[[ Text under study, beginning ]]
Italian mathematician

Lorenzo Pareschi is an Italian mathematician working in numerical analysis, applied mathematics, kinetic theory, and multiscale computational methods. He is Chair of Applied and Computational Mathematics at Heriot-Watt University and professor of numerical analysis at the University of Ferrara.

== Career and research ==
Pareschi received his PhD in mathematics in 1996 from the University of Bologna. He has held visiting and research appointments at institutions including the University of Wisconsin–Madison, Georgia Institute of Technology, Université d'Orléans, Université Paul Sabatier, and the Courant Institute of Mathematical Sciences at New York University.

His research concerns numerical methods for kinetic equations, implicit-explicit methods for partial differential equations, uncertainty quantification, structure-preserving methods, and mathematical models of collective behaviour.
He is particularly known for work on the numerical analysis of the Boltzmann equation and related kinetic models, including fast spectral methods for the computation of the Boltzmann collision operator, and
for contributions to implicit-explicit Runge-Kutta methods for multiscale hyperbolic systems.

His later work has also included optimisation, control, machine learning, social dynamics, and epidemic modelling.

== Publications ==
Pareschi is the author or co-author of research monographs and advanced texts in numerical analysis and kinetic theory. With Giuseppe Toscani, he co-authored Interacting Multiagent Systems: Kinetic Equations and Monte Carlo Methods, published by Oxford University Press in 2013. In 2024 he co-authored Implicit-Explicit Methods for Evolutionary Partial Differential Equations with Sebastiano Boscarino and Giovanni Russo, published by SIAM.
[[ Text under study, end ]]
[[ Records supplied, beginning ]]
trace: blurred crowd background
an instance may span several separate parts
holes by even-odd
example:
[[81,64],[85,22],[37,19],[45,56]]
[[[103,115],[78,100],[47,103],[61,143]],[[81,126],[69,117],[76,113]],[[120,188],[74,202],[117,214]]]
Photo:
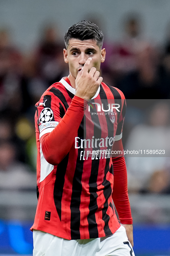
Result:
[[[141,1],[144,4],[146,1]],[[110,5],[112,3],[113,8],[114,1],[108,2]],[[155,4],[158,4],[159,8],[158,2],[155,1]],[[11,1],[5,4],[2,2],[3,10],[10,10],[8,2]],[[153,1],[148,2],[152,10]],[[124,15],[119,19],[121,33],[117,31],[116,38],[114,32],[112,37],[105,37],[106,58],[100,70],[103,81],[120,89],[127,99],[124,146],[135,150],[164,149],[170,153],[170,15],[161,42],[154,38],[154,33],[152,38],[146,36],[145,32],[149,24],[142,13],[124,10]],[[25,13],[26,10],[23,11]],[[36,15],[34,12],[31,17]],[[19,17],[19,12],[17,14]],[[81,20],[88,20],[96,24],[106,34],[106,15],[91,12],[81,18],[75,18],[66,27]],[[4,13],[3,15],[3,18]],[[33,220],[37,203],[35,105],[50,85],[68,74],[63,57],[64,33],[61,32],[61,22],[43,20],[34,43],[28,47],[28,43],[26,47],[22,45],[21,38],[20,43],[16,43],[20,38],[16,41],[16,30],[13,30],[12,22],[6,24],[5,19],[3,22],[1,16],[0,214],[5,219]],[[9,17],[9,20],[12,20]],[[22,22],[18,22],[18,29],[23,29]],[[112,25],[114,31],[114,23]],[[156,27],[155,35],[156,31]],[[161,147],[154,148],[158,145]],[[167,202],[170,198],[170,159],[149,156],[126,158],[134,219],[137,223],[167,223],[170,221],[170,206]],[[28,193],[30,197],[21,199],[21,195],[28,195]],[[9,199],[12,197],[12,202]],[[29,205],[28,202],[31,201]]]

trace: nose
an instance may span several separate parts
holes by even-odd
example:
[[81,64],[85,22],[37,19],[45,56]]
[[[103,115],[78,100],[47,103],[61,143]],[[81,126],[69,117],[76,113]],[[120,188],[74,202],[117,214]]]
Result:
[[82,52],[80,55],[79,64],[80,65],[84,66],[88,58],[88,57],[86,56],[84,52]]

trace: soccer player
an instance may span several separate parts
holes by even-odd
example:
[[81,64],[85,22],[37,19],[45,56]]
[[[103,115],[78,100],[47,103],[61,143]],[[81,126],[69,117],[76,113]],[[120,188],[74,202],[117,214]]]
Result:
[[95,25],[78,22],[64,40],[69,74],[36,104],[33,255],[134,256],[125,159],[110,154],[123,149],[124,96],[99,76],[106,51]]

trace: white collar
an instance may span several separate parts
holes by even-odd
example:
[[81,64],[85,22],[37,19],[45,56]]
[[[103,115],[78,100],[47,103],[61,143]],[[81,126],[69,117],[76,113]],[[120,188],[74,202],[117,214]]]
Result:
[[[74,88],[73,88],[71,85],[70,85],[70,84],[66,82],[66,81],[64,80],[64,78],[65,78],[65,77],[63,77],[62,78],[61,80],[59,81],[60,83],[61,83],[63,85],[64,85],[64,87],[65,87],[66,89],[67,89],[67,90],[69,91],[70,92],[70,93],[72,93],[73,94],[74,94],[75,95],[76,94],[76,89],[74,89]],[[98,90],[97,91],[97,92],[94,96],[93,98],[92,98],[91,99],[95,99],[95,98],[97,97],[99,93],[99,92],[100,91],[100,86],[99,86],[99,88],[98,88]]]

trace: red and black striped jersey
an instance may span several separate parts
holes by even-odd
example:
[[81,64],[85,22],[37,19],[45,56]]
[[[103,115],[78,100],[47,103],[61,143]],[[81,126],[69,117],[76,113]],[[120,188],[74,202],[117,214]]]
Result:
[[[75,92],[62,79],[42,95],[35,115],[38,199],[31,229],[69,240],[105,236],[120,227],[111,153],[126,109],[122,93],[103,82],[84,104]],[[45,148],[41,140],[48,134],[52,141],[56,132],[58,139]]]

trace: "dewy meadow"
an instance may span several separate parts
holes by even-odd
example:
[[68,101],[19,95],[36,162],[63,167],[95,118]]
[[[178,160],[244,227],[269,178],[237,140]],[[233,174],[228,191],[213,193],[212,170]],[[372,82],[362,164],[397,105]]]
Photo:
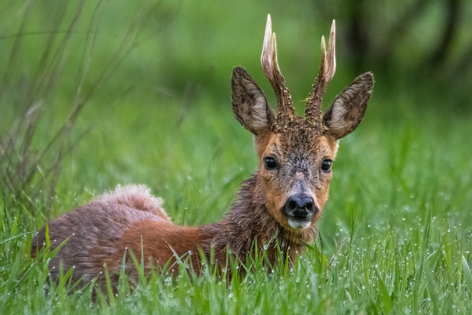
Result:
[[[0,5],[0,313],[470,313],[472,38],[461,30],[472,15],[454,12],[472,7],[413,2]],[[107,269],[100,285],[72,281],[74,266],[50,277],[58,240],[32,258],[34,232],[117,184],[147,185],[176,225],[225,215],[258,165],[231,111],[232,69],[277,103],[259,62],[267,13],[298,114],[333,18],[324,111],[375,74],[362,123],[340,140],[316,239],[290,262],[254,244],[196,272],[185,257],[150,273],[148,257],[132,257],[136,278],[119,266],[117,290]]]

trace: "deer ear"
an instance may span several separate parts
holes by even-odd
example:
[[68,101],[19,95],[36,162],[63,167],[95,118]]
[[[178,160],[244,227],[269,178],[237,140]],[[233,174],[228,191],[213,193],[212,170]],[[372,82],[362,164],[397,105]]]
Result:
[[231,100],[236,119],[254,135],[272,126],[275,116],[264,93],[246,70],[239,67],[233,69]]
[[327,133],[338,140],[354,131],[365,113],[373,83],[372,74],[364,73],[336,97],[323,117]]

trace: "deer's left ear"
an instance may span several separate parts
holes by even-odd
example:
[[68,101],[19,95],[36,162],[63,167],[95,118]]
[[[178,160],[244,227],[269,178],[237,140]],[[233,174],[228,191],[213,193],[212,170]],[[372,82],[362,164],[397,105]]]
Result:
[[365,113],[373,83],[372,74],[364,73],[336,97],[323,117],[327,133],[338,140],[354,131]]
[[256,136],[270,128],[275,119],[262,90],[246,70],[239,67],[233,70],[231,100],[236,119]]

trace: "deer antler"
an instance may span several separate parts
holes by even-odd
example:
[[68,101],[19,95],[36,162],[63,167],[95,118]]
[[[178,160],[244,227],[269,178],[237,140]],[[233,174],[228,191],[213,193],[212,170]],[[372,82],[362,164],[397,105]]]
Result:
[[326,53],[326,48],[325,46],[324,36],[321,36],[321,60],[320,71],[316,83],[313,85],[313,91],[310,94],[310,97],[306,102],[306,109],[305,110],[307,121],[314,125],[315,128],[321,133],[326,128],[321,123],[321,100],[328,85],[333,78],[336,69],[335,40],[336,27],[334,20],[333,20],[331,31],[329,32],[328,53]]
[[292,98],[288,90],[285,87],[285,80],[280,74],[277,63],[277,46],[275,42],[275,33],[272,35],[270,15],[267,15],[265,35],[261,64],[264,69],[266,77],[270,83],[277,97],[277,120],[291,121],[295,117],[295,111],[292,106]]

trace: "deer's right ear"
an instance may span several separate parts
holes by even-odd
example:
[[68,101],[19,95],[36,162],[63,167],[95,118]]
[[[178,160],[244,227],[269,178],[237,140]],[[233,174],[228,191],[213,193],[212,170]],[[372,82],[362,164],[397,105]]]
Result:
[[270,128],[275,119],[262,90],[239,67],[233,69],[231,100],[236,119],[254,135]]

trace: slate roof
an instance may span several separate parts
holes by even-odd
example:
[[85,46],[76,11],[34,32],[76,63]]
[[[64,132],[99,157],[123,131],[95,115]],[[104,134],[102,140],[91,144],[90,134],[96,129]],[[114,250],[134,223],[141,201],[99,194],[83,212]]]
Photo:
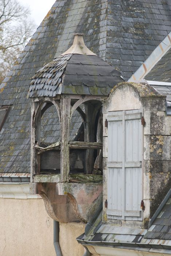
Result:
[[ Records supplied, end ]]
> [What is expected]:
Can you pick up the text on Lorenzo Pareschi after its final sentence and carry it on?

> [Answer to this problem]:
Among his most cited survey works is the article Numerical Methods for Kinetic Equations, published in Acta Numerica in 2014.

== Editorial work ==
Pareschi has served on the editorial boards of several journals in applied and computational mathematics. In 2025 the Maxwell Institute announced his appointment as the next Editor-in-Chief of Multiscale Modeling & Simulation, with effect from January 2026, and SIAM lists him as Editor-in-Chief for the journal's 2026 volume.

== Honours and awards ==
Among his distinctions are the Nelder Visiting Fellowship at Imperial College London in 2015, the John von Neumann Professorship at the Technical University of Munich in 2019, and a Royal Society Wolfson Fellowship awarded in 2023.

In 2025 he was awarded an Advanced Grant from the Italian Science Fund of MUR for the ADAMUS project, devoted to advanced numerical methods for multiscale systems with uncertainty.